+++ DATA PROVIDED
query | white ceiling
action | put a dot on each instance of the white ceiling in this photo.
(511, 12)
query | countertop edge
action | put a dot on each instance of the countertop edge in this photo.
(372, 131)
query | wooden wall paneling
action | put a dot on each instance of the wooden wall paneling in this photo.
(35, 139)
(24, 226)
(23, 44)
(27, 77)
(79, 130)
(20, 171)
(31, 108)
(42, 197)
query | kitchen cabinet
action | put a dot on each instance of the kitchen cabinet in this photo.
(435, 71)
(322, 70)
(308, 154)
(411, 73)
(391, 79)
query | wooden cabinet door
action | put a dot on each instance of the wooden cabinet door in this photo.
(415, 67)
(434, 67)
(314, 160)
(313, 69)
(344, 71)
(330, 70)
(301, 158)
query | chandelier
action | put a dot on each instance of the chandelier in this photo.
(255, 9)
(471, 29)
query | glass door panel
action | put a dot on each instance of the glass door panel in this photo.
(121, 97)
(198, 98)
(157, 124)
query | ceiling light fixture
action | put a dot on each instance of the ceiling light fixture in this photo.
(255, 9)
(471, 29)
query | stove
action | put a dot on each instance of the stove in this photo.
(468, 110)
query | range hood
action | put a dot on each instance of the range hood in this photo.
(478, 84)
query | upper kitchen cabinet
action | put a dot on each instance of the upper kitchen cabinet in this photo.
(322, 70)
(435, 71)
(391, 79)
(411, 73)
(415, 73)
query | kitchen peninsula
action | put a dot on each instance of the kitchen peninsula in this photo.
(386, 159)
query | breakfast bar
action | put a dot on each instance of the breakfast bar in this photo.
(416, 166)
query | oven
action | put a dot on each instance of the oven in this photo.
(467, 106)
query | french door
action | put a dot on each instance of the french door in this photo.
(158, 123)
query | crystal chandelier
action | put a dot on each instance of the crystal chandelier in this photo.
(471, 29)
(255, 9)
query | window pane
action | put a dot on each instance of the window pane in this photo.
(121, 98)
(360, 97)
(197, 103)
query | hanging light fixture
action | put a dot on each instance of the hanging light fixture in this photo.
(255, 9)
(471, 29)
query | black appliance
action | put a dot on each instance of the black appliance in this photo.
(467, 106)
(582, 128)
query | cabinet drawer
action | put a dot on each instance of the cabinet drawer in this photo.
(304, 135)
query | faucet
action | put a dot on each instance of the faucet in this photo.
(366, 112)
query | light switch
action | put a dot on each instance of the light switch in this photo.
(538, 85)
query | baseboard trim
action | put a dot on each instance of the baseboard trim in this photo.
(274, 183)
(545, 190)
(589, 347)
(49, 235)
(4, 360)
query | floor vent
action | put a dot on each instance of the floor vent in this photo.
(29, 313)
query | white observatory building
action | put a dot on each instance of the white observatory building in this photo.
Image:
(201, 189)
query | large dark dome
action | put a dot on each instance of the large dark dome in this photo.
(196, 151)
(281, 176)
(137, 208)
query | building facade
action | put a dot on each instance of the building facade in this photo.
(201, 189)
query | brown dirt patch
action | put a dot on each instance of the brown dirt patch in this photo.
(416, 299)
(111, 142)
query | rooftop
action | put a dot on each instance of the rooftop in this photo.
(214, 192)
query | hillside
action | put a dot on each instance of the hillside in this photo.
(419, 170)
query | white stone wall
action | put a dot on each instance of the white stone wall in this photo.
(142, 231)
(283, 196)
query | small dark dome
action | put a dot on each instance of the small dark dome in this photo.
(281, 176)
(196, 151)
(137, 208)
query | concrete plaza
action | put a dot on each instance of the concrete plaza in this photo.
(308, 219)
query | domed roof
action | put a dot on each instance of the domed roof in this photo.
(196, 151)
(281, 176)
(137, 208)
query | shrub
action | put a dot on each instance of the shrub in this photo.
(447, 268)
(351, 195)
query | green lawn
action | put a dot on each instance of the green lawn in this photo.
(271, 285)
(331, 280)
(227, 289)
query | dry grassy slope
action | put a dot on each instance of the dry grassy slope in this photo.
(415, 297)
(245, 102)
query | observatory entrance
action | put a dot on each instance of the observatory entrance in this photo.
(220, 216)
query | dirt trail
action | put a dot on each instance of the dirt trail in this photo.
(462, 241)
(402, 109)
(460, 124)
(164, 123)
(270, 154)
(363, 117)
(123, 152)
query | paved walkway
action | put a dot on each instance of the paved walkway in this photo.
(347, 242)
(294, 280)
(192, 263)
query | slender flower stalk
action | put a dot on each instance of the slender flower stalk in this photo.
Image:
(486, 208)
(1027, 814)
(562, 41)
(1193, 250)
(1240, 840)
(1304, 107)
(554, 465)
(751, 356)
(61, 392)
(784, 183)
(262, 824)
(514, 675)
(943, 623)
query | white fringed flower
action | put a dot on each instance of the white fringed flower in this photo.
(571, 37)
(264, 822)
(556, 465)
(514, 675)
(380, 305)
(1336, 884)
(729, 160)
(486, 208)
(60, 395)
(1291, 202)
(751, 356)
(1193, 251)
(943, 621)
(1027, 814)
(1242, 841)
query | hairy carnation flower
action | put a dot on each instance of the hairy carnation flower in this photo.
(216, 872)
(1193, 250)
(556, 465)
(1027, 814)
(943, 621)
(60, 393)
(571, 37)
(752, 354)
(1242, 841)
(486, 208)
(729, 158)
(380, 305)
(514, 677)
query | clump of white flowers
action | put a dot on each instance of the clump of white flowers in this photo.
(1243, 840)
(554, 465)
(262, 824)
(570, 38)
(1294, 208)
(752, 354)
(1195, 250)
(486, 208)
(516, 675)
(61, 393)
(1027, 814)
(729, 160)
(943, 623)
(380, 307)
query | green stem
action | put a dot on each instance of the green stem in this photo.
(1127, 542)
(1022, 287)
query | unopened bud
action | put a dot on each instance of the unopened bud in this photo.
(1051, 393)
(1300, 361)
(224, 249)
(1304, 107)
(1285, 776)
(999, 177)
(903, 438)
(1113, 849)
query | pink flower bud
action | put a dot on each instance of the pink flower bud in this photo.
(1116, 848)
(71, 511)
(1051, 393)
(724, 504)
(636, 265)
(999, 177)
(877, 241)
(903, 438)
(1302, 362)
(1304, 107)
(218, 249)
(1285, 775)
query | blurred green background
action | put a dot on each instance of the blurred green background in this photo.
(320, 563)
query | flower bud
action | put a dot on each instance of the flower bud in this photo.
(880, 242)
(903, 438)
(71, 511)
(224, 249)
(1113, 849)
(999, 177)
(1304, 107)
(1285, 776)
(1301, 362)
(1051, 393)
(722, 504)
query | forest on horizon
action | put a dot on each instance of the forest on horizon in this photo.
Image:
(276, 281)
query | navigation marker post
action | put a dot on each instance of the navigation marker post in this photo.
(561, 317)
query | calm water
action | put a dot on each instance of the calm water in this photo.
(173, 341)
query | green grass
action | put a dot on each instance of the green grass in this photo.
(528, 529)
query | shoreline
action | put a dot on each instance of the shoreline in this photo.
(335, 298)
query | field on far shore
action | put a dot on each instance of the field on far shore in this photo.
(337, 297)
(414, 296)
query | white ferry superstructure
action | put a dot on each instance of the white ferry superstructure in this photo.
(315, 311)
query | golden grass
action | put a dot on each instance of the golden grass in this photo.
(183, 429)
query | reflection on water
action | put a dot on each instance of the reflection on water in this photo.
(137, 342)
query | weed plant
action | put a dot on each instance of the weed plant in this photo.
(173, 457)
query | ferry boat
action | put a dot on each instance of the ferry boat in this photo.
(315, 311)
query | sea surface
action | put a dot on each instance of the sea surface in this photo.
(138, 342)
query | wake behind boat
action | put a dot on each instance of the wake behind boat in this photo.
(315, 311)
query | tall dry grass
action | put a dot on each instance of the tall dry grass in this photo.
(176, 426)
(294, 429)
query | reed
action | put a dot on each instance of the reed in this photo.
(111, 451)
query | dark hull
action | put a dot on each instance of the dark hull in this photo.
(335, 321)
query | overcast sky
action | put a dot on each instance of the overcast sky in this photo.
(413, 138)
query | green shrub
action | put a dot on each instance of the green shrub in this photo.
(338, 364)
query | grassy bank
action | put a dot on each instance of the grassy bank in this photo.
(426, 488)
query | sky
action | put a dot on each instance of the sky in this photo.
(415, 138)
++++++
EXERCISE PROMPT:
Repeat word for word the lines running from the line containing "query | white ferry superstructure" to the end of the entries above, inclusive.

COMPLETE RESPONSE:
query | white ferry superstructure
action | put a dot on each instance of the white ferry superstructure in this photo.
(315, 311)
query | golden grass
action | put a dot on each instance of the golden grass in this photo.
(183, 429)
query | reflection on water
action | put a dot on each instance of the reflection on water in this photo.
(137, 342)
query | weed plant
action | put a dot on each instance of the weed plant in this photo.
(173, 457)
query | ferry boat
action | put a dot on each instance of the ferry boat in this photo.
(315, 311)
query | sea surface
action | put a dot on each instance of the sea surface in this photo.
(138, 342)
query | wake behind boat
action | put a dot on each instance of the wake behind boat in this photo.
(315, 311)
query | tall dry grass
action | put a dot on each instance of the tall dry grass in this photo.
(176, 426)
(294, 429)
query | reed
action | put a dot on each instance of the reed in this photo.
(111, 451)
query | dark hull
action | put a dot on each instance of the dark hull in this photo.
(335, 321)
query | overcast sky
action | put a dot on each instance of the overcast sky in this photo.
(413, 138)
query | green shrub
action | put a dot on each instance of the green shrub in this photo.
(338, 364)
query | grassy bank
action | put a dot on each instance of the grassy bank in this photo.
(426, 488)
query | sky
action | put a dot on each instance of the sky in this photo.
(415, 138)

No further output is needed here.